OBJECTIF FIXÉ 1:
Recopiez sans rien modifier le passage du texte sur le paquet hebdomadaire qui va de "Et combiner les" jusqu'à "et ses désavantages ?", ces deux bornes comprises.

SOURCE:
Le paquet hebdomadaire a gagné du terrain parmi les offres culturelles de Cuba jusqu’à devenir le média alternatif le plus populaire de ces dernières années. C’est un ensemble qui comprend toutes sortes de propositions depuis les différentes sortes d’émissions de télévision jusqu’aux applications informatiques.

Le média alternatif le plus populaire de ces dernières années

Dans deux articles sur ce sujet, Cubadebate décrit, à partir du travail d’investigation de l’auteur pour sa thèse de licence en Journalisme, le système de distribution et de gestion du paquet ainsi que sa vente et son influence dans le contexte culturel de l’Ile.

L’ingéniosité est une des caractéristiques qui a traditionnellement défini le peuple cubain. Devant chaque difficulté, il a réagi avec une solution adéquate. Bien qu’on ait beaucoup discuté à propos de cet ensemble de matériels, celui qui a créé le premier paquet hebdomadaire reste encore un mystère. Mais son évolution et son rôle sont dus à la capacité inhérente au peuple d’affronter la réalité en dépassant les problèmes et à trouver des réponses ingénieuses. La qualité et la provenance des produits sont, au moins, des sujets polémiques, cependant, son utilité comme fournisseur de contenus a été prouvée.

"Le paquet hebdomadaire est le résultat de la capacité inventive du Cubain face aux limitations de l’accès à internet, à l’absence de télévision par câble et d’autres options qui existent au niveau international pour la diffusion de messages culturels", assure l’ex Ministre de la Culture et actuel conseiller du Président du Conseil d’Etat et des Ministres, Abel Prieto. Le paquet est une réponse spontanée aux carences de l’offre d’Etat, une voie pour satisfaire l’avidité d’information.

Et combiner les telenovelas les plus populaires avec des séries de nationalités diverses, des films de toutes sortes, des informations thématiques, des vidéos humoristiques, des revues nationales et internationales, des applications et des programmes informatiques et beaucoup d’autres choses est un exemple de la lucidité pour trouver des alternatives viables dans ce cas face aux difficultés de l’accès à internet, un problème que l’Etat cherche à résoudre progressivement.

Nous ne prétendons ni glorifier ni condamner le paquet (aussi appelé el cargue dans certains endroits du pays) mais l’analyser, répondre à des questions sur sa distribution et son achat. Aller au-delà des opinions personnelles. Pourquoi surgit le paquet hebdomadaire ? Comment circule-t-il ? quels sont ses avantages et ses désavantages ?

Les raisons qui expliquent l’apparition et ensuite le succès du paquet hebdomadaire sont multiples, depuis la popularisation peu à peu de la technologie utilisée pour sa circulation jusqu’à la légalisation du marché alternatif de commercialisation des audiovisuels. Sans les ordinateurs personnels, les reproducteurs de vidéos et les clefs USB, il n’aurait pas été possible de créer un produit comme le paquet. Par conséquent, la propagation relative de ces matériels dans notre pays est le premier pas pour son développement.

Ont aussi été déterminantes l’inefficacité ou l’absence de mécanismes d’Etat pour fournir à la population les produits que le paquet distribue ainsi que les limites de la télévision nationale et les difficultés pour accéder à internet. Enfin, la légalisation du marché informel pour acquérir des audiovisuels a donné aux distributeurs une plus grande liberté pour promouvoir le produit.

OBJECTIF FIXÉ 2:
Transformez en liste numérotée les lignes des enregistrements qui vont de celle contenant "moss, one point per instance" jusqu'à la fin des enregistrements, en omettant les lignes vides.

Extraits de données de pointage:

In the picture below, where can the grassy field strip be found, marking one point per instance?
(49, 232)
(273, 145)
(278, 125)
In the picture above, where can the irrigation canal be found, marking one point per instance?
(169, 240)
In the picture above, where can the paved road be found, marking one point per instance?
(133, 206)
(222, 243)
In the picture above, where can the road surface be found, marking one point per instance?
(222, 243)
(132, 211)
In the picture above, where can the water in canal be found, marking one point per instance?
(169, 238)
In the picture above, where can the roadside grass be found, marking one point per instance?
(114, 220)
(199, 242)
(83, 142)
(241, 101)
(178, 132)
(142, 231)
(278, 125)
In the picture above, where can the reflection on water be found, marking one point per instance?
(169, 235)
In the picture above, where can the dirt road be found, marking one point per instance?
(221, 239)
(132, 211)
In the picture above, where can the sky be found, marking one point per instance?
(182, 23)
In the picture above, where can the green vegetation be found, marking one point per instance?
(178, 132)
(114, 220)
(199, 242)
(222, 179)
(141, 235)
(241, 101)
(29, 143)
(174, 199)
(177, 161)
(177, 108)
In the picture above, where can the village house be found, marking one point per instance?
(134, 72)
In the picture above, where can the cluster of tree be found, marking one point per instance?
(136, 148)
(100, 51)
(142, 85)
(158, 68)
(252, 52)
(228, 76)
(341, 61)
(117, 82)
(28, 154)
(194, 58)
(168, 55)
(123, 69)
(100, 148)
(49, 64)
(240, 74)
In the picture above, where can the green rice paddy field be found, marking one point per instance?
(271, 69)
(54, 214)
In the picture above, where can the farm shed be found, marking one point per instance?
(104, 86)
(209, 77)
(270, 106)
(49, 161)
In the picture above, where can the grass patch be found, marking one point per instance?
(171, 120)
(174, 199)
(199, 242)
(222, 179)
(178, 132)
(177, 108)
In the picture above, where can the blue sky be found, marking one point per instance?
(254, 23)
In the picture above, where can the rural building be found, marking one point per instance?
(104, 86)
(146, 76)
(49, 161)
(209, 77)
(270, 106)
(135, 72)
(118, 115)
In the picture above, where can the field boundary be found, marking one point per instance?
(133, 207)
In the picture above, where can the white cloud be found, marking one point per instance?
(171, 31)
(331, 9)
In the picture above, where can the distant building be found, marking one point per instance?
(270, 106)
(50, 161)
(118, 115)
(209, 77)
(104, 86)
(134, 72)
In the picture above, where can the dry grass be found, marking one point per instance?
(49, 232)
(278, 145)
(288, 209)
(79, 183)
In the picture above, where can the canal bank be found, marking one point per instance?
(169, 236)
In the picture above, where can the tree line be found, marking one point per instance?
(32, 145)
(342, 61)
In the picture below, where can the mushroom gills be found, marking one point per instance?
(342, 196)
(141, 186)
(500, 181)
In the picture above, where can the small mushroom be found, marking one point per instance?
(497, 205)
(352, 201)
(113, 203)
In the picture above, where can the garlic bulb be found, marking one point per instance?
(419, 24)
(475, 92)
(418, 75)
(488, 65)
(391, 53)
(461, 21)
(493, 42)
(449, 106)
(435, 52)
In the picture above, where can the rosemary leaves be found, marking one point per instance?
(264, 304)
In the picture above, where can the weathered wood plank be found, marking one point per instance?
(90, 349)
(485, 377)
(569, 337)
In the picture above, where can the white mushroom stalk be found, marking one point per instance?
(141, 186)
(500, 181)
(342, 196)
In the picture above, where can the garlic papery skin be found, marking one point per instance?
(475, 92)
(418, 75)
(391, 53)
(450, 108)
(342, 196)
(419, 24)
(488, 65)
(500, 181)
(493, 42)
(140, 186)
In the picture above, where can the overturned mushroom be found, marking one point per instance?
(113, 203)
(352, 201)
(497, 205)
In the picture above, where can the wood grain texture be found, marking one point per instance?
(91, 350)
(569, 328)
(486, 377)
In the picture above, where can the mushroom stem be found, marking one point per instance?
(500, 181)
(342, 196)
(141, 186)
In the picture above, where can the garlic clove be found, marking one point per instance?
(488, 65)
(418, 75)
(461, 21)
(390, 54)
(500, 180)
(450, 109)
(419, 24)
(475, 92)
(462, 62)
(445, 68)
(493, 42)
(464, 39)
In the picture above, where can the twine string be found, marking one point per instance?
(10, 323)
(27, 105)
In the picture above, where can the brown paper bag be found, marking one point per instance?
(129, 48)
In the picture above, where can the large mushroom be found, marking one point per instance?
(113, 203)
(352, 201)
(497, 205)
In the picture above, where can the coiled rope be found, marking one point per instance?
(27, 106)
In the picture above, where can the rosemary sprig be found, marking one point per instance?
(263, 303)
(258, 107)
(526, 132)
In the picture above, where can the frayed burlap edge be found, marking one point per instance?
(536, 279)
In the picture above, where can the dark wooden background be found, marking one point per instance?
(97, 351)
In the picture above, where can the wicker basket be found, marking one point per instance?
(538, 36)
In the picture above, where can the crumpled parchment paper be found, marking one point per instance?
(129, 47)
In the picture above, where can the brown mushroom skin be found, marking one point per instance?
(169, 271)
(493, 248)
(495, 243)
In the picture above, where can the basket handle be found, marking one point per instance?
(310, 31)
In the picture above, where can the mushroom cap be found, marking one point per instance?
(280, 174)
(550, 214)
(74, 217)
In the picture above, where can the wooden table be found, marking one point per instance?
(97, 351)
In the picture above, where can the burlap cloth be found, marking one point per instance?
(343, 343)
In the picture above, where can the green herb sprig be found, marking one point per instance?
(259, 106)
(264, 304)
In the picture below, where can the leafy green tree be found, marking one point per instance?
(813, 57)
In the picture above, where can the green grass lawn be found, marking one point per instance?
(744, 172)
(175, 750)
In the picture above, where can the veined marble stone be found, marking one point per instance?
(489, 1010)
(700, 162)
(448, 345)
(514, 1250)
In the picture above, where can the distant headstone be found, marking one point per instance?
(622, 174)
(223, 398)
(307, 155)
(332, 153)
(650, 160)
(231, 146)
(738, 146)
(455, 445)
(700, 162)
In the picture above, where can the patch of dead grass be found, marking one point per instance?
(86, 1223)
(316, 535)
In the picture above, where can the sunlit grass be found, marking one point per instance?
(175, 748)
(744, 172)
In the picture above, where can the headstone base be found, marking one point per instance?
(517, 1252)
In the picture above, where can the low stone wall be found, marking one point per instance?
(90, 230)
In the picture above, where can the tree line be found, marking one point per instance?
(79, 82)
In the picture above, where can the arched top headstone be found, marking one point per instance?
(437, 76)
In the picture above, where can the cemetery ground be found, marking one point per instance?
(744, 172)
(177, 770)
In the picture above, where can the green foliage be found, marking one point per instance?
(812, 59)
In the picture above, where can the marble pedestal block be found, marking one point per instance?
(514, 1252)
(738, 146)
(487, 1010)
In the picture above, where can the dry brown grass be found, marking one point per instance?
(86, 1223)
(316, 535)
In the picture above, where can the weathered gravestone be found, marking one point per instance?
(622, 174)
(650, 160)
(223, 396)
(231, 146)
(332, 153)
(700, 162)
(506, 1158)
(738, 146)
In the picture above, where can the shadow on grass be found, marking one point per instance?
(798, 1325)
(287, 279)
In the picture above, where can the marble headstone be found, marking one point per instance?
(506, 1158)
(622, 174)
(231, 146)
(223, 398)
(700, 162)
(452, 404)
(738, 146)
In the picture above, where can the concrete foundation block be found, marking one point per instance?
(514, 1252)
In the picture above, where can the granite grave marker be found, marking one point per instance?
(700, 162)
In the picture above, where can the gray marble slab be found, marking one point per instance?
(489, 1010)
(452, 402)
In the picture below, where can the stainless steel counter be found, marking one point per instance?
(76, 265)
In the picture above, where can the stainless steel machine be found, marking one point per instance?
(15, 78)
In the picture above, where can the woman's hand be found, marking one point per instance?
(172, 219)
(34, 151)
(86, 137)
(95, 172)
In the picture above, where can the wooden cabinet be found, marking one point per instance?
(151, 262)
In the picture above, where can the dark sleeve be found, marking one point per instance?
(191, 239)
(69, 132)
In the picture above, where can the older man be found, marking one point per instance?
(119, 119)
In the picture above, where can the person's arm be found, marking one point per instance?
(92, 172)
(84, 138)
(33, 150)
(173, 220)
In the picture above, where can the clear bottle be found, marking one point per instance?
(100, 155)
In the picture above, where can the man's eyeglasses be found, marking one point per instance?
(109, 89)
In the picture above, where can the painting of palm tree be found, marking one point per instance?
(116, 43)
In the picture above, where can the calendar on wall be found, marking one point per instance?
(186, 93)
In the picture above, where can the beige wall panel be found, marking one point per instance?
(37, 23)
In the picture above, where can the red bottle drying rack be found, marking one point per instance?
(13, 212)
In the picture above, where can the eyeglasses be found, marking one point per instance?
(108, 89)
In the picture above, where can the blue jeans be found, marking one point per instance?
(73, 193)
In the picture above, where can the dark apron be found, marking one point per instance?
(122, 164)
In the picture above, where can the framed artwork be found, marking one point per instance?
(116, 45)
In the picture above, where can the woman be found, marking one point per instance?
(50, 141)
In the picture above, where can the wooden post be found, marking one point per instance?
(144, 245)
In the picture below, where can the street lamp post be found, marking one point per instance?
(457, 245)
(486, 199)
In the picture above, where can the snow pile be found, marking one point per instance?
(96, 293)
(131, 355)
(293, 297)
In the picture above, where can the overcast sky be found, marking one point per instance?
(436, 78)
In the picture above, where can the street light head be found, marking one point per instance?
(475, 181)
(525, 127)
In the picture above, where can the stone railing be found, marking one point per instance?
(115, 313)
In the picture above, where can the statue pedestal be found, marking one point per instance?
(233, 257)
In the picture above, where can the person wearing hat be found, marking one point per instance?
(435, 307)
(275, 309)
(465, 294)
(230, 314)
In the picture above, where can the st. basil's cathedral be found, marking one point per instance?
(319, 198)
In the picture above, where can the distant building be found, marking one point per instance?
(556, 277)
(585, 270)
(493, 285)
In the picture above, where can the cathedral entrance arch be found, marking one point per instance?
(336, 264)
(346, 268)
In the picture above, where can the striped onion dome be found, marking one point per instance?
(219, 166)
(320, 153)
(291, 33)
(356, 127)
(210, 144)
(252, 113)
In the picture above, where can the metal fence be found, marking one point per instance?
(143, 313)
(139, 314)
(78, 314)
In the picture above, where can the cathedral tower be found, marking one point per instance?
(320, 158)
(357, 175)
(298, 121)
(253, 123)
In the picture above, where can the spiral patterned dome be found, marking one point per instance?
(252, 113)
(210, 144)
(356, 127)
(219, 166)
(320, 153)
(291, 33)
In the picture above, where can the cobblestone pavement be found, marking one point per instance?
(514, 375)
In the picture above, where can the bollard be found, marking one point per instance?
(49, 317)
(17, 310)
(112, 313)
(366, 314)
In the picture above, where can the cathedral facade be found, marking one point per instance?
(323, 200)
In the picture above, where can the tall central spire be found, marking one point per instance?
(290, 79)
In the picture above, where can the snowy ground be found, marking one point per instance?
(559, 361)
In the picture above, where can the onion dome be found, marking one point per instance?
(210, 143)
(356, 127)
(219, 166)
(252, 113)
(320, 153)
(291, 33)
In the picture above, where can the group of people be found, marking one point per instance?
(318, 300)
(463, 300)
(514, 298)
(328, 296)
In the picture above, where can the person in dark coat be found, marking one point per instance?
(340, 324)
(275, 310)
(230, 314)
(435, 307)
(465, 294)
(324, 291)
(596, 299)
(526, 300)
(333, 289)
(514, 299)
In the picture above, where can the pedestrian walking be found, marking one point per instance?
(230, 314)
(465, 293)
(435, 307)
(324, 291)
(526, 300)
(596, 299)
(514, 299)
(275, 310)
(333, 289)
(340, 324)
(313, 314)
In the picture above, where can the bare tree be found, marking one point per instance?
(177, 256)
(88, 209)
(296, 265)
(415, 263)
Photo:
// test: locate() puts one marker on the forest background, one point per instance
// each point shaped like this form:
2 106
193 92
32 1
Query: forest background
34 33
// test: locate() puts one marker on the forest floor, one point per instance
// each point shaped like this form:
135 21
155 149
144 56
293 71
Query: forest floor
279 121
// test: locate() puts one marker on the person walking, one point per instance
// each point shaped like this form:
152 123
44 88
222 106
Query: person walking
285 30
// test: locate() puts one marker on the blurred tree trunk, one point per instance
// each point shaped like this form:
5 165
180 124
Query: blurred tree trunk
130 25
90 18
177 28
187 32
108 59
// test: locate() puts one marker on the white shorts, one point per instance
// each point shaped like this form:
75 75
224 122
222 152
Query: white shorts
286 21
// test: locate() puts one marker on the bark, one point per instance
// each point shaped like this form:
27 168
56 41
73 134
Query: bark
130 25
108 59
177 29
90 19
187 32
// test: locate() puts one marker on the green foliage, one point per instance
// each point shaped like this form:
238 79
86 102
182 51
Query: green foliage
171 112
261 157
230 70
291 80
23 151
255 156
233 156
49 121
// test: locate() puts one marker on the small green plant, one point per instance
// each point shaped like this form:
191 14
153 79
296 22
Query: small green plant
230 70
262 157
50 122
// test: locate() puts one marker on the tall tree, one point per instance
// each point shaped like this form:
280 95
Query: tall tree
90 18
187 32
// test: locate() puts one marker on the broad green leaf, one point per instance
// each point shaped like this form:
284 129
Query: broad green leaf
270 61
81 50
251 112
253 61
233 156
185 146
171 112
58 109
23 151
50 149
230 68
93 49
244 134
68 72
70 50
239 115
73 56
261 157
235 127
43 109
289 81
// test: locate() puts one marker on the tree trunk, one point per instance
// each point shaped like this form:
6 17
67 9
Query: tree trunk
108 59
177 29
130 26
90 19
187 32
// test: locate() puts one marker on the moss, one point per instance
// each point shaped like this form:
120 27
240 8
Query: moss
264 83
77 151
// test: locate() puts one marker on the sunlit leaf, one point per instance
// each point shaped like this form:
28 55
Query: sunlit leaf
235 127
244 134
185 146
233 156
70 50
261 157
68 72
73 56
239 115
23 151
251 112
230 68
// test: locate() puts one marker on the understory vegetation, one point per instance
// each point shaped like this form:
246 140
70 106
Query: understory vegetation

RÉPONSE COMPLÈTE 1:
Et combiner les telenovelas les plus populaires avec des séries de nationalités diverses, des films de toutes sortes, des informations thématiques, des vidéos humoristiques, des revues nationales et internationales, des applications et des programmes informatiques et beaucoup d’autres choses est un exemple de la lucidité pour trouver des alternatives viables dans ce cas face aux difficultés de l’accès à internet, un problème que l’Etat cherche à résoudre progressivement.

Nous ne prétendons ni glorifier ni condamner le paquet (aussi appelé el cargue dans certains endroits du pays) mais l’analyser, répondre à des questions sur sa distribution et son achat. Aller au-delà des opinions personnelles. Pourquoi surgit le paquet hebdomadaire ? Comment circule-t-il ? quels sont ses avantages et ses désavantages ?

RÉPONSE COMPLÈTE 2:
1. // test: locate() puts one marker on the moss, one point per instance
2. // each point shaped like this form:
3. 120 27
4. 240 8
5. Query: moss
6. 264 83
7. 77 151
8. // test: locate() puts one marker on the sunlit leaf, one point per instance
9. // each point shaped like this form:
10. 28 55
11. Query: sunlit leaf
12. 235 127
13. 244 134
14. 185 146
15. 233 156
16. 70 50
17. 261 157
18. 68 72
19. 73 56
20. 239 115
21. 23 151
22. 251 112
23. 230 68
24. // test: locate() puts one marker on the understory vegetation, one point per instance
25. // each point shaped like this form:
26. 246 140
27. 70 106
28. Query: understory vegetation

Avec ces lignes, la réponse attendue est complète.